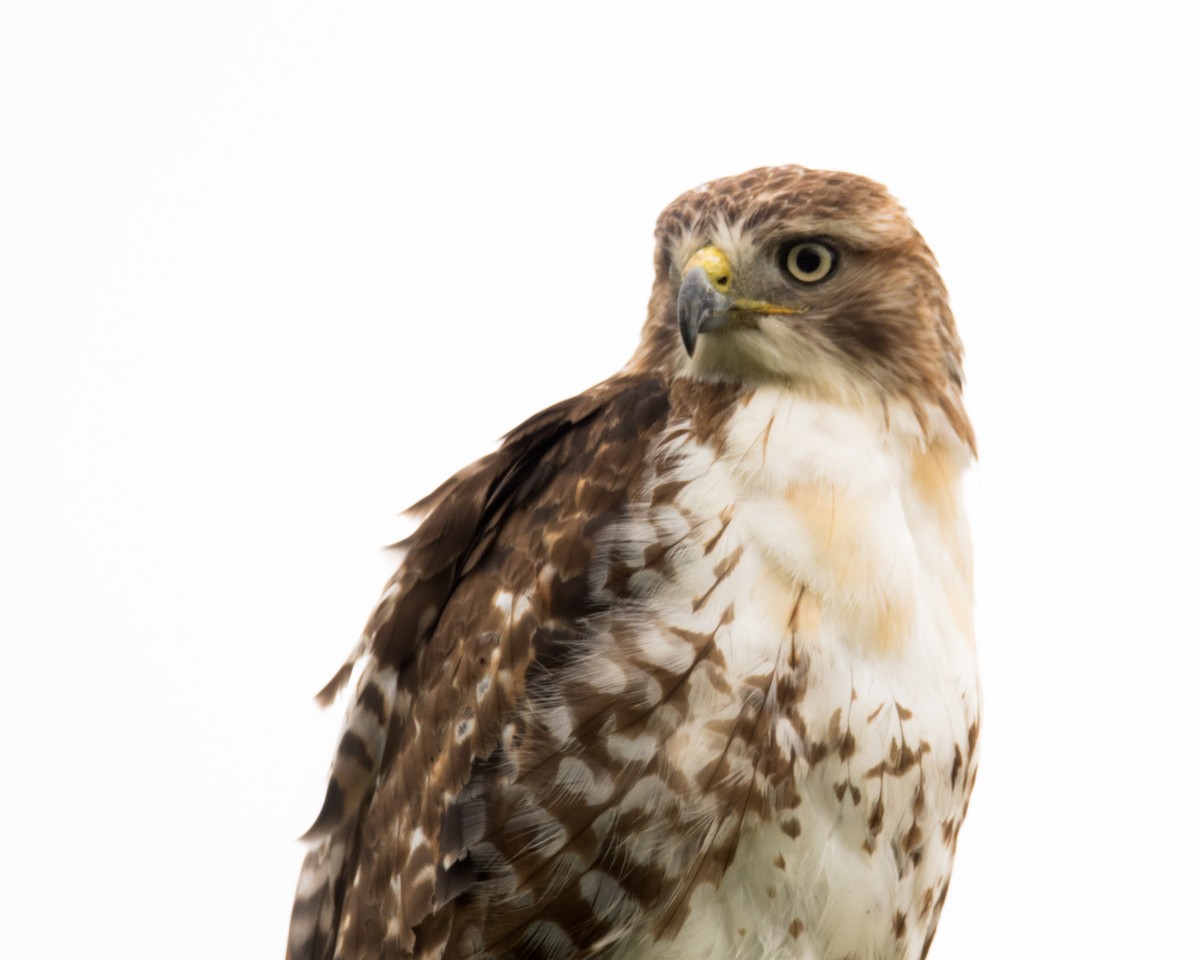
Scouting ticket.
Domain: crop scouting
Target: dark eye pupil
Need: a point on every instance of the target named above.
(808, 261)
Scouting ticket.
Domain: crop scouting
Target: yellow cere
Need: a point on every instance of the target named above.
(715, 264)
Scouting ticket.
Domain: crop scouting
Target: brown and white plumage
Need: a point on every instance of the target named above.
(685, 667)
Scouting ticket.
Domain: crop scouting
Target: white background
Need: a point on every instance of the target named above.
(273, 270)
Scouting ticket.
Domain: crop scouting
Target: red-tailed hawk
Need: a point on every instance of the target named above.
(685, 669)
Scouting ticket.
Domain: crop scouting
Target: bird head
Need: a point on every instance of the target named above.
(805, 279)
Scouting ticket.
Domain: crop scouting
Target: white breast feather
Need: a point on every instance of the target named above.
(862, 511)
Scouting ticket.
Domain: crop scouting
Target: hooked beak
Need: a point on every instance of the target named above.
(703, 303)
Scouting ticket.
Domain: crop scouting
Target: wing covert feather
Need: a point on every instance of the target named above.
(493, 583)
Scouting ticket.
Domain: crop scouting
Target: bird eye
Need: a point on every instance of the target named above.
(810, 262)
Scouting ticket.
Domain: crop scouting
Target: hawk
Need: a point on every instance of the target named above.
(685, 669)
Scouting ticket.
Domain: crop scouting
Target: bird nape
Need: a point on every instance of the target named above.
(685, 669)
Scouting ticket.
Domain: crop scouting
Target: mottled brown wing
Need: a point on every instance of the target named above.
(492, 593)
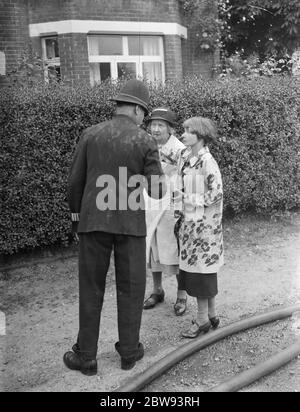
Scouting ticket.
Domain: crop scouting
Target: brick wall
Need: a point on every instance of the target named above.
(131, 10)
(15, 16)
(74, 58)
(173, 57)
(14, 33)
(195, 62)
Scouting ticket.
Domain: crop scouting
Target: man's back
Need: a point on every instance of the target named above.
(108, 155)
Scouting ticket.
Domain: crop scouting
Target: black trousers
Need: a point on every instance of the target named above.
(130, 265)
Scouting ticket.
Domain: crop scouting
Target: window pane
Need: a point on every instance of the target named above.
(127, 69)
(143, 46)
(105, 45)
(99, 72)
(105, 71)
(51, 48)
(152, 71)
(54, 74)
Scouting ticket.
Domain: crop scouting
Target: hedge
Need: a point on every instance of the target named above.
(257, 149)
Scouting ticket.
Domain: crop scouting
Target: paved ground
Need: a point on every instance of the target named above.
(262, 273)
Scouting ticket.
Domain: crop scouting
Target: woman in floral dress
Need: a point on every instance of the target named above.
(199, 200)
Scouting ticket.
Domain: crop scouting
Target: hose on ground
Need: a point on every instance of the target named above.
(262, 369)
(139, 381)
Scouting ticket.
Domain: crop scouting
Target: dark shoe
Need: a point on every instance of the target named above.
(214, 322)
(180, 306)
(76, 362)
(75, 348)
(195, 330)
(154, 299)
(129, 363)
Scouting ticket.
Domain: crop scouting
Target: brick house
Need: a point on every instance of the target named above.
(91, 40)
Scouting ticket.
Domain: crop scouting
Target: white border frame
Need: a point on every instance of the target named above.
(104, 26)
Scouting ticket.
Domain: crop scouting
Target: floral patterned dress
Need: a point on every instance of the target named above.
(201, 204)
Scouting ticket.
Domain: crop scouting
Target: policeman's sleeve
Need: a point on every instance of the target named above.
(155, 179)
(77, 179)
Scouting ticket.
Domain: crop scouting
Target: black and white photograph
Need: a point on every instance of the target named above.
··········
WHAT IS ASKED: Without the pictures, write out all of the material exactly.

ANSWER TO THIS PROBLEM:
Scouting ticket.
Domain: crop scouting
Target: dark eye pupil
Need: a point on every instance of the target named above.
(808, 261)
Scouting ticket.
Domain: crop scouting
Target: yellow cere
Need: a point on every instance of the target named above.
(715, 264)
Scouting ticket.
Domain: crop scouting
Target: brown and white plumage
Need: a point on every instance of the target named above.
(685, 667)
Scouting ticket.
Domain: crop scouting
Target: white background
Need: a point on every instance of the target named above.
(273, 270)
Scouting ticket.
Domain: crop scouting
Target: red-tailed hawk
Need: a point on every instance of the target named above.
(685, 669)
Scouting ticket.
Domain: crop scouting
Target: bird head
Need: a point on every instance of the target named above.
(805, 279)
Scouting ticket.
Domain: crop scouting
Target: white breast feather
Need: a point on every instance of the target named above.
(862, 511)
Scouting ticket.
Domain: crop scouting
Target: hooked beak
Need: a point on every instance of the target named above.
(703, 303)
Scouting ticket.
Domain: crop scouting
Target: wing covert feather
Need: a point on every instance of the target named above.
(493, 583)
Scouting ticket.
Domain: crop scouting
Target: bird eye
Need: a point on every instance of the target named above.
(810, 262)
Scouting ticket.
Domain: crop scouting
Target: hawk
Need: a point on every instance of the target named above.
(685, 669)
Scouting ticket.
Domain: crop scouting
Target: bird nape
Need: a point on every instance of the target named above.
(685, 669)
Scouting ticket.
Domain: crop scouting
Target: mottled brown wing
Need: a point on every instance of the target named above.
(492, 593)
Scouting ticket.
Domain: crop scouting
Target: brick wall
Need: a point on every instance of the target named above.
(131, 10)
(15, 16)
(74, 58)
(173, 57)
(14, 33)
(195, 62)
Scouting ticket.
Domain: crop scouting
Target: man's back
Need: a point on every instance of the target named above.
(108, 155)
Scouting ticket.
Domain: crop scouting
Target: black trousers
Need: a point on every instance of the target named above.
(130, 265)
Scouting ticket.
Domain: crop scouting
Target: window pane
Need: a point on every instance of the target named above.
(127, 69)
(143, 46)
(105, 45)
(99, 72)
(105, 71)
(51, 48)
(152, 71)
(54, 74)
Scouting ticket.
Domain: crop scouting
Target: hedge
Need: a point on every instance of the target named above.
(257, 149)
Scouting ticket.
Domain: crop scouting
Target: paved ground
Need: a point on every instance of the target named above.
(262, 273)
Scouting ticket.
Domain: crop scouting
Target: woman in floral dress
Need: a point on every instance of the target named above.
(199, 200)
Scouting ticket.
Domain: crop scouting
Target: hose on ground
Need: a point on every instance of the target named above.
(262, 369)
(139, 381)
Scouting ticket.
Domain: crop scouting
Target: dark shoe
Need: a point on every instance of the target named above.
(214, 322)
(180, 306)
(76, 362)
(75, 348)
(195, 330)
(154, 299)
(129, 363)
Scouting ticket.
Domain: crop scouting
Target: brick house
Need: a point on every instance of the target named above.
(91, 40)
Scouting ticket.
Domain: crop scouting
Target: white border frame
Need: a point on every instance of the target named above.
(104, 26)
Scouting ticket.
Domain: crop scouting
Target: floral patterned dress
Need: a point on every instance of the target named above.
(201, 204)
Scouting ticket.
Domain: crop scouting
Target: policeman's sleeve
Need: a point on every instance of the target named above.
(155, 179)
(77, 179)
Scouting ticket.
Domain: crop scouting
Target: black and white photograph
Need: a point on every instance of the target named above.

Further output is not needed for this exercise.